Copy out all of the data below word for word, omitting the pictures.
Given data section start
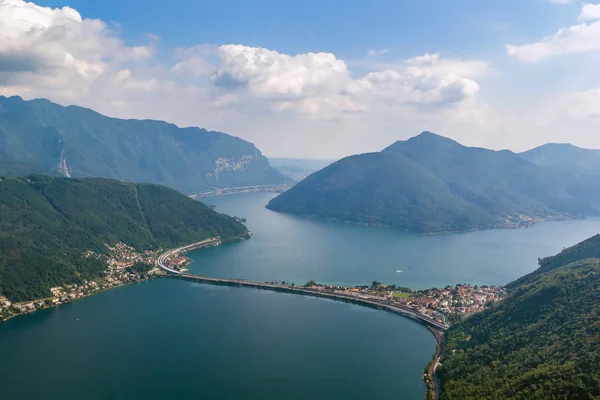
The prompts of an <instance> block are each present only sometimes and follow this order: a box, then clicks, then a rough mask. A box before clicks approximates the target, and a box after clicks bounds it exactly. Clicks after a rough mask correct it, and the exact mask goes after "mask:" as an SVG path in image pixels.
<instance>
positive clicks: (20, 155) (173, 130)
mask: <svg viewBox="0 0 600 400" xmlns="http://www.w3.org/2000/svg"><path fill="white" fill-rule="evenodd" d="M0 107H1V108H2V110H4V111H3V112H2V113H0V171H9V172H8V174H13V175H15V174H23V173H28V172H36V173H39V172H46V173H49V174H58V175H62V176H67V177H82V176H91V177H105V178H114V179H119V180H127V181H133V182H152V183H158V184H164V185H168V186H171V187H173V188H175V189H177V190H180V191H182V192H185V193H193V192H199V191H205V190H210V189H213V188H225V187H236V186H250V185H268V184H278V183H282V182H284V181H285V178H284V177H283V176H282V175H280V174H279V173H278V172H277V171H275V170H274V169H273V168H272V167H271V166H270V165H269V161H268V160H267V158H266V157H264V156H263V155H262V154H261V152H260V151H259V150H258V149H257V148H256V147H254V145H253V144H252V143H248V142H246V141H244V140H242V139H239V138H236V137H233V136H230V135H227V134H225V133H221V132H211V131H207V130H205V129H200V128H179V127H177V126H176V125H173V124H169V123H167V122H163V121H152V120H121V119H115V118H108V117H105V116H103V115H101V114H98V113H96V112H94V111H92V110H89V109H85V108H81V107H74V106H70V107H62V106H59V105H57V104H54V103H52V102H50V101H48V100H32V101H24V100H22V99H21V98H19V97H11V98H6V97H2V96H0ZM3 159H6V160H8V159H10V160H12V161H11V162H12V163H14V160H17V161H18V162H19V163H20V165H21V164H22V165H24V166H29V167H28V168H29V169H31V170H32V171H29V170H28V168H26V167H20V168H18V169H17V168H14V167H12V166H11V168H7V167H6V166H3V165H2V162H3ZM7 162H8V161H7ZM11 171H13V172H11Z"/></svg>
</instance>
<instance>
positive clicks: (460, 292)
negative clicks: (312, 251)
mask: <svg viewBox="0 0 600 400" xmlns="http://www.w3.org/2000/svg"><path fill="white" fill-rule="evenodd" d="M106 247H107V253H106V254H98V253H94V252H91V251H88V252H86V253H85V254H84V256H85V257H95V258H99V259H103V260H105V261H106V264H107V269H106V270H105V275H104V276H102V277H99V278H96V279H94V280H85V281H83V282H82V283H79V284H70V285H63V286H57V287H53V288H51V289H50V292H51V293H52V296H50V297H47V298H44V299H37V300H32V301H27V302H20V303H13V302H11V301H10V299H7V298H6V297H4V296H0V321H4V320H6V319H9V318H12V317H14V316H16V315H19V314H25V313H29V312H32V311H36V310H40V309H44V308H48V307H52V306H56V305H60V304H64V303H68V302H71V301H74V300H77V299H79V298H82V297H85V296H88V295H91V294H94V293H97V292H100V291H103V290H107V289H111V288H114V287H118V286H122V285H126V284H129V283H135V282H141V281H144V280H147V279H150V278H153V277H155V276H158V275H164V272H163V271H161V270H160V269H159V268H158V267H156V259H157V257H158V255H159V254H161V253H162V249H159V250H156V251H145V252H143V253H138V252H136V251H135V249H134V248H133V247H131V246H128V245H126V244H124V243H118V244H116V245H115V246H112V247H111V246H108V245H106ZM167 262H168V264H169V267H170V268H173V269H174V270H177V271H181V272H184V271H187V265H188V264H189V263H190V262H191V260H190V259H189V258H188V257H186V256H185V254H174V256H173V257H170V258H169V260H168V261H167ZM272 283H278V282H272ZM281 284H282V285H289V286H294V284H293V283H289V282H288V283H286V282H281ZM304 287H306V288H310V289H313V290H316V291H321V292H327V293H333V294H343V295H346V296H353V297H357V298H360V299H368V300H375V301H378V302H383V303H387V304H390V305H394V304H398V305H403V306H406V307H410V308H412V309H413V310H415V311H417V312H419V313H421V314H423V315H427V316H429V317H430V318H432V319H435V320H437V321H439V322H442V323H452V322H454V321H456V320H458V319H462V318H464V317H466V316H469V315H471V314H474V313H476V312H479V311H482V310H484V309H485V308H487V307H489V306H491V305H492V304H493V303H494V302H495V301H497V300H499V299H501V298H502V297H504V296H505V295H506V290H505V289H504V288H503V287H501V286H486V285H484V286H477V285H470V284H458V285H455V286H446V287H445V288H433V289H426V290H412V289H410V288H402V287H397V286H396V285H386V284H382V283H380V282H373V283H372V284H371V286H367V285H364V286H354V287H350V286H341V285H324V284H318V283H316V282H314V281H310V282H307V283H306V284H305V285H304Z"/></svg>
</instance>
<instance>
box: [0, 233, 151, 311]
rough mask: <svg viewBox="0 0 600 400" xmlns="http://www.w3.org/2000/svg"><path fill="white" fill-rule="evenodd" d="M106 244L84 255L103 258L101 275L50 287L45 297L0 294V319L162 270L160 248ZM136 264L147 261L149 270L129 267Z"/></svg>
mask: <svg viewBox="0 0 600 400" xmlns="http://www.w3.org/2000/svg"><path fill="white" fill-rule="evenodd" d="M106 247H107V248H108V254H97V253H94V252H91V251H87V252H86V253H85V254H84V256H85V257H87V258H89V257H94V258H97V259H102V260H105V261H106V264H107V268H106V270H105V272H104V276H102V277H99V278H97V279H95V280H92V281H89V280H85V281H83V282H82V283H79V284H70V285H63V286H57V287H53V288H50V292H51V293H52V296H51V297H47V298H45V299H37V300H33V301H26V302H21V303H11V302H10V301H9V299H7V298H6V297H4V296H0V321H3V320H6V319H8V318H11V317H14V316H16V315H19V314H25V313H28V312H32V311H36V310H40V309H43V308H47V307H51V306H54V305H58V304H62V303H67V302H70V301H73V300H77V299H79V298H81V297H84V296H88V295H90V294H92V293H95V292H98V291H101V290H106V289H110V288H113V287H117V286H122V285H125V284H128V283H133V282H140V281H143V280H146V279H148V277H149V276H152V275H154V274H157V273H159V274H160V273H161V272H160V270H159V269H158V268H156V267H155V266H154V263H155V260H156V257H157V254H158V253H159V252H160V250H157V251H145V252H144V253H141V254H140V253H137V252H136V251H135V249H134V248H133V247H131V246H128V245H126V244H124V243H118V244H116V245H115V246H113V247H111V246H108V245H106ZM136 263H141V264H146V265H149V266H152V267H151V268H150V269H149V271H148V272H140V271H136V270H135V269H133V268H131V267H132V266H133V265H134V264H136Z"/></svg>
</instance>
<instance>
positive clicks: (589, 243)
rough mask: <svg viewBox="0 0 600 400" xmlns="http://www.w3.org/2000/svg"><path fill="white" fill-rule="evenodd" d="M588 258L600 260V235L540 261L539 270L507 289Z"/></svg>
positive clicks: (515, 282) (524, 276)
Given data section end
# [Response below]
The prompts of an <instance> block are each present only sometimes and follow this order: a box, then clicks, then a rough mask. A box before clicks approximates the target, and a box after clicks bounds it exactly. Clicks after a rough mask correct it, and the exact mask goes after "mask:" as an SVG path in image pixels.
<instance>
positive clicks: (20, 155) (173, 130)
mask: <svg viewBox="0 0 600 400" xmlns="http://www.w3.org/2000/svg"><path fill="white" fill-rule="evenodd" d="M0 107H1V108H2V110H4V111H3V112H2V113H0V171H9V172H8V174H13V175H15V174H23V173H28V172H36V173H39V172H46V173H49V174H58V175H62V176H67V177H82V176H91V177H105V178H114V179H119V180H127V181H133V182H152V183H158V184H164V185H168V186H171V187H173V188H175V189H177V190H180V191H182V192H185V193H193V192H199V191H205V190H210V189H213V188H225V187H236V186H250V185H268V184H278V183H282V182H284V181H285V178H284V177H283V176H282V175H280V174H279V173H278V172H277V171H275V170H274V169H273V168H272V167H271V166H270V165H269V161H268V160H267V158H266V157H264V156H263V155H262V154H261V152H260V151H259V150H258V149H257V148H256V147H254V145H253V144H252V143H248V142H246V141H244V140H242V139H239V138H236V137H233V136H230V135H227V134H225V133H221V132H211V131H207V130H205V129H200V128H179V127H177V126H176V125H173V124H169V123H167V122H163V121H152V120H121V119H115V118H108V117H105V116H103V115H101V114H98V113H96V112H94V111H92V110H89V109H85V108H81V107H74V106H70V107H62V106H59V105H57V104H54V103H52V102H50V101H48V100H32V101H24V100H22V99H21V98H19V97H11V98H6V97H2V96H0ZM3 159H6V160H8V159H10V160H12V161H11V162H12V163H14V160H17V161H18V162H19V163H20V165H21V164H22V165H24V166H29V167H28V168H29V169H31V170H32V171H29V170H28V168H26V167H20V168H18V169H17V168H14V167H12V166H11V168H7V167H6V166H3V165H2V162H3ZM7 162H8V161H7ZM11 171H13V172H11Z"/></svg>
</instance>
<instance>
positive clicks: (460, 292)
negative clicks: (312, 251)
mask: <svg viewBox="0 0 600 400" xmlns="http://www.w3.org/2000/svg"><path fill="white" fill-rule="evenodd" d="M106 247H107V253H106V254H98V253H94V252H91V251H88V252H86V253H85V254H84V256H85V257H95V258H99V259H103V260H105V261H106V264H107V269H106V270H105V275H104V276H102V277H99V278H96V279H94V280H85V281H83V282H82V283H79V284H70V285H63V286H57V287H53V288H51V289H50V292H51V293H52V296H50V297H47V298H44V299H37V300H32V301H27V302H20V303H13V302H11V301H10V299H7V298H6V297H4V296H0V321H4V320H6V319H9V318H12V317H14V316H16V315H19V314H25V313H29V312H32V311H36V310H40V309H44V308H48V307H52V306H56V305H60V304H64V303H68V302H71V301H74V300H77V299H79V298H82V297H85V296H88V295H91V294H94V293H97V292H100V291H103V290H107V289H111V288H114V287H118V286H122V285H126V284H129V283H135V282H141V281H144V280H147V279H150V278H153V277H155V276H158V275H164V272H163V271H161V270H160V269H159V268H158V267H156V259H157V257H158V255H159V254H161V253H162V249H159V250H156V251H145V252H143V253H138V252H136V251H135V249H134V248H133V247H131V246H128V245H126V244H124V243H118V244H116V245H115V246H112V247H111V246H108V245H106ZM167 262H168V264H169V267H170V268H173V269H174V270H177V271H181V272H184V271H187V265H188V264H189V263H190V262H191V260H190V259H189V258H188V257H186V256H185V254H174V256H173V257H170V258H169V260H168V261H167ZM272 283H278V282H272ZM281 284H282V285H289V286H294V284H293V283H289V282H288V283H286V282H281ZM304 287H306V288H310V289H313V290H316V291H321V292H327V293H333V294H343V295H346V296H353V297H357V298H360V299H368V300H375V301H378V302H383V303H387V304H390V305H394V304H398V305H403V306H406V307H410V308H412V309H413V310H415V311H417V312H419V313H421V314H423V315H427V316H429V317H430V318H432V319H435V320H437V321H439V322H442V323H452V322H454V321H456V320H458V319H462V318H464V317H466V316H469V315H471V314H474V313H476V312H479V311H482V310H484V309H485V308H487V307H489V306H491V305H492V304H493V303H494V302H495V301H497V300H499V299H501V298H502V297H504V296H505V295H506V290H505V289H504V288H503V287H501V286H486V285H484V286H477V285H470V284H458V285H455V286H446V287H445V288H433V289H426V290H412V289H410V288H402V287H397V286H396V285H386V284H382V283H380V282H373V283H372V284H371V286H367V285H364V286H354V287H350V286H341V285H324V284H318V283H316V282H314V281H310V282H307V283H306V284H305V285H304Z"/></svg>
</instance>
<instance>
box: [0, 233, 151, 311]
rough mask: <svg viewBox="0 0 600 400" xmlns="http://www.w3.org/2000/svg"><path fill="white" fill-rule="evenodd" d="M106 244L84 255L103 258L101 275L50 287L45 297L0 294V319L162 270L160 248ZM136 264L147 261L149 270L129 267Z"/></svg>
mask: <svg viewBox="0 0 600 400" xmlns="http://www.w3.org/2000/svg"><path fill="white" fill-rule="evenodd" d="M106 247H107V248H108V254H97V253H94V252H91V251H87V252H86V253H85V254H84V256H85V257H87V258H89V257H94V258H97V259H102V260H105V261H106V264H107V268H106V270H105V272H104V276H102V277H99V278H97V279H95V280H92V281H89V280H85V281H83V282H82V283H79V284H70V285H63V286H57V287H53V288H50V292H51V293H52V296H51V297H47V298H45V299H37V300H33V301H26V302H21V303H11V302H10V301H9V299H7V298H6V297H4V296H0V321H3V320H6V319H8V318H11V317H14V316H16V315H19V314H25V313H28V312H32V311H36V310H40V309H43V308H47V307H51V306H54V305H58V304H62V303H67V302H70V301H73V300H77V299H79V298H81V297H84V296H88V295H90V294H92V293H95V292H98V291H101V290H106V289H110V288H113V287H117V286H122V285H125V284H128V283H133V282H140V281H143V280H146V279H148V277H149V276H152V275H154V274H157V273H159V274H160V273H161V272H160V270H159V269H158V268H156V267H155V266H154V263H155V260H156V257H157V254H158V253H159V252H160V250H157V251H145V252H144V253H141V254H140V253H137V252H136V251H135V249H134V248H133V247H131V246H128V245H126V244H124V243H118V244H116V245H115V246H113V247H111V246H108V245H106ZM136 263H141V264H146V265H149V266H152V267H151V268H150V269H149V271H148V272H140V271H136V270H135V269H133V268H131V267H132V266H133V265H134V264H136Z"/></svg>
</instance>
<instance>
positive clicks: (589, 243)
rough mask: <svg viewBox="0 0 600 400" xmlns="http://www.w3.org/2000/svg"><path fill="white" fill-rule="evenodd" d="M588 258L600 260V235L540 261L539 270L507 289Z"/></svg>
positive clicks: (515, 282) (524, 276)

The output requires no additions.